-- Supplied material --
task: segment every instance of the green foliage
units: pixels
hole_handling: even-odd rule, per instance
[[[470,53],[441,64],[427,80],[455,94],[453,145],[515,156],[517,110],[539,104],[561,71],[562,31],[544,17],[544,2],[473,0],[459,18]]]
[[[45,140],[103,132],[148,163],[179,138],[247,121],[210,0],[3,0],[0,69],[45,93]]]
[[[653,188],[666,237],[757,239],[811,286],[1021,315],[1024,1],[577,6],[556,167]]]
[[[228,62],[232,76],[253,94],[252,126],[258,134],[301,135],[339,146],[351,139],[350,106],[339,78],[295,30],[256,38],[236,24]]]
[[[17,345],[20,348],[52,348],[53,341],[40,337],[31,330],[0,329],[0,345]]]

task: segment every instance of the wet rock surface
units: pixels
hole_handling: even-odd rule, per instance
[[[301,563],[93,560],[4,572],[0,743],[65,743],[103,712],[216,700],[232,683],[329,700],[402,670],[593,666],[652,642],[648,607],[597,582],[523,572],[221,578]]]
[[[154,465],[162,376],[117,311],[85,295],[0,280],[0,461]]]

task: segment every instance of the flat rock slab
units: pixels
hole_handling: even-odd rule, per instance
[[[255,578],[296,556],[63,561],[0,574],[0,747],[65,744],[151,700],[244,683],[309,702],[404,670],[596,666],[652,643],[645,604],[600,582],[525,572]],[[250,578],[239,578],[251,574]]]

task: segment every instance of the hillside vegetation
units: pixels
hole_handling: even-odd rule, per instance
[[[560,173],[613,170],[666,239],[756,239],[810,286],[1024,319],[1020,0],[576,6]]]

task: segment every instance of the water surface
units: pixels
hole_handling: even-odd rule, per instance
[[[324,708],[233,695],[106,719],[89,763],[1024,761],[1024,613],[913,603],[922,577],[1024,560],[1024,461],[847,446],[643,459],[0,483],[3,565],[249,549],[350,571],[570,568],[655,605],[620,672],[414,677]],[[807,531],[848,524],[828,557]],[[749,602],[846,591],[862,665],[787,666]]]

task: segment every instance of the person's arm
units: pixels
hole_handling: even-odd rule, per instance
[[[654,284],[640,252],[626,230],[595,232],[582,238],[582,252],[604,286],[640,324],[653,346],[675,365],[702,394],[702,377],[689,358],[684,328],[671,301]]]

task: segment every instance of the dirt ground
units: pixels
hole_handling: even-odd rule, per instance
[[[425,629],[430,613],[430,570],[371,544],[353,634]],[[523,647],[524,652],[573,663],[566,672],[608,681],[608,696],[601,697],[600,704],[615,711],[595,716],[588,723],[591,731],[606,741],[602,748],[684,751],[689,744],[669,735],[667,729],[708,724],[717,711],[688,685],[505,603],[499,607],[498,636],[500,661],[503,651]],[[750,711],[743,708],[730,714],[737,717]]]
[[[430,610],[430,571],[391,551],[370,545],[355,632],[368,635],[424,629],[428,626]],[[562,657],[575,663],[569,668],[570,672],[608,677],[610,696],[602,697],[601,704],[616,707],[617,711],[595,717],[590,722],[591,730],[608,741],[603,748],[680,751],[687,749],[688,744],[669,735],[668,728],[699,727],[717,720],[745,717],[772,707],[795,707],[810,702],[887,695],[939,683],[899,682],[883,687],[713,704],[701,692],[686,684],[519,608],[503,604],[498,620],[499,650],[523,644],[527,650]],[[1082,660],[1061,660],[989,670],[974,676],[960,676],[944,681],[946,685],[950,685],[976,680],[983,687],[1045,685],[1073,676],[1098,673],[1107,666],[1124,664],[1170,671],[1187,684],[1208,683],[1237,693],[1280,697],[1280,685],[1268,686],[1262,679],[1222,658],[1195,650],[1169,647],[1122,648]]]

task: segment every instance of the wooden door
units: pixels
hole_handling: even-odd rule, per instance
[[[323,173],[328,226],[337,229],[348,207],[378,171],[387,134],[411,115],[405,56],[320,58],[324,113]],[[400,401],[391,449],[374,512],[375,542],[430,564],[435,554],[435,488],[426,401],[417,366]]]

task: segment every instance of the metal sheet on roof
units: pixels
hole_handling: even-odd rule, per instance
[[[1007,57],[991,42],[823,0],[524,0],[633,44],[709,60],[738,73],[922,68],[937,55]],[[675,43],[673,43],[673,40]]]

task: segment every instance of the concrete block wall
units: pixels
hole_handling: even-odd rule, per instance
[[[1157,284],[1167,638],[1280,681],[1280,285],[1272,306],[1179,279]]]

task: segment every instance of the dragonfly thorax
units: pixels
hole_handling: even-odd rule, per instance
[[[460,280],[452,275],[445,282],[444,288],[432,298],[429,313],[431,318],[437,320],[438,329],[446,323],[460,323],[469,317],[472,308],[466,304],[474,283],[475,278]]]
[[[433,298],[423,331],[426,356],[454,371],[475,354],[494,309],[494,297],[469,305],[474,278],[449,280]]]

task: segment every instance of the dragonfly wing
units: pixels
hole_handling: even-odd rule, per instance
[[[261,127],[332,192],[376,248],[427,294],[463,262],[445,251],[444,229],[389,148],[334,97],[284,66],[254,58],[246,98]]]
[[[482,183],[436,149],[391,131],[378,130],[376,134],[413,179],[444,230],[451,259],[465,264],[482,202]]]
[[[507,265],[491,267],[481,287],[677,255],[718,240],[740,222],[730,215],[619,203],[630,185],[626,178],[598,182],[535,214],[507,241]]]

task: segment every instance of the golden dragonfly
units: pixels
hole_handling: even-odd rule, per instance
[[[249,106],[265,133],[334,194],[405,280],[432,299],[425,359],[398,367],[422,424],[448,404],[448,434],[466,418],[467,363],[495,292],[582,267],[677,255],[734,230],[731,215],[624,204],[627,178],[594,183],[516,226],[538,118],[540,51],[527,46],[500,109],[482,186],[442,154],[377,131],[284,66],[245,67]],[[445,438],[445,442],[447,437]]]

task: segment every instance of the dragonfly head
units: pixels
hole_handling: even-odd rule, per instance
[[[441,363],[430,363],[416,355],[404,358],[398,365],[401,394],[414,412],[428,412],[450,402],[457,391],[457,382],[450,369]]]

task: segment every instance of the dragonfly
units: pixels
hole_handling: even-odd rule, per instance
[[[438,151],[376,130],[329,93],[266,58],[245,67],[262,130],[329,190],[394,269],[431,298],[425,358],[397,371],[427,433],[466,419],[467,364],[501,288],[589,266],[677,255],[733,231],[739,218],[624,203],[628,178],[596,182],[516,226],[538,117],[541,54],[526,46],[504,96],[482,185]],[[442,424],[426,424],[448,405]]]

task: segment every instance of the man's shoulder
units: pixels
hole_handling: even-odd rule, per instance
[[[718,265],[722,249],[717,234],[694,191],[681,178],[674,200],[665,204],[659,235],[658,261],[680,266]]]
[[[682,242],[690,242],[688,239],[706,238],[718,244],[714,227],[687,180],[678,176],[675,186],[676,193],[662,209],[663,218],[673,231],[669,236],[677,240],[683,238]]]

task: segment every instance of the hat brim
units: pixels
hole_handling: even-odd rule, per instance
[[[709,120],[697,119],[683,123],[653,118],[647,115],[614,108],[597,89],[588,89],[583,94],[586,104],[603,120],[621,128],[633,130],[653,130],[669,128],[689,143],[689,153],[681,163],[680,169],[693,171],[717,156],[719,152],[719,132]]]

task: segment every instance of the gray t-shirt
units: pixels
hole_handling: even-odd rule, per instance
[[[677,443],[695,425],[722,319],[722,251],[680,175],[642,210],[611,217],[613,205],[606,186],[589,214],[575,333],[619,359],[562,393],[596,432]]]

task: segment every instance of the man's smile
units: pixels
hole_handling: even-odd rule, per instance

-- Task to complete --
Each line of the listing above that includes the word "rock" should be copied.

-- Exercise solution --
task: segment every instance of the wet rock surface
task: segment every instance of the flat rock slab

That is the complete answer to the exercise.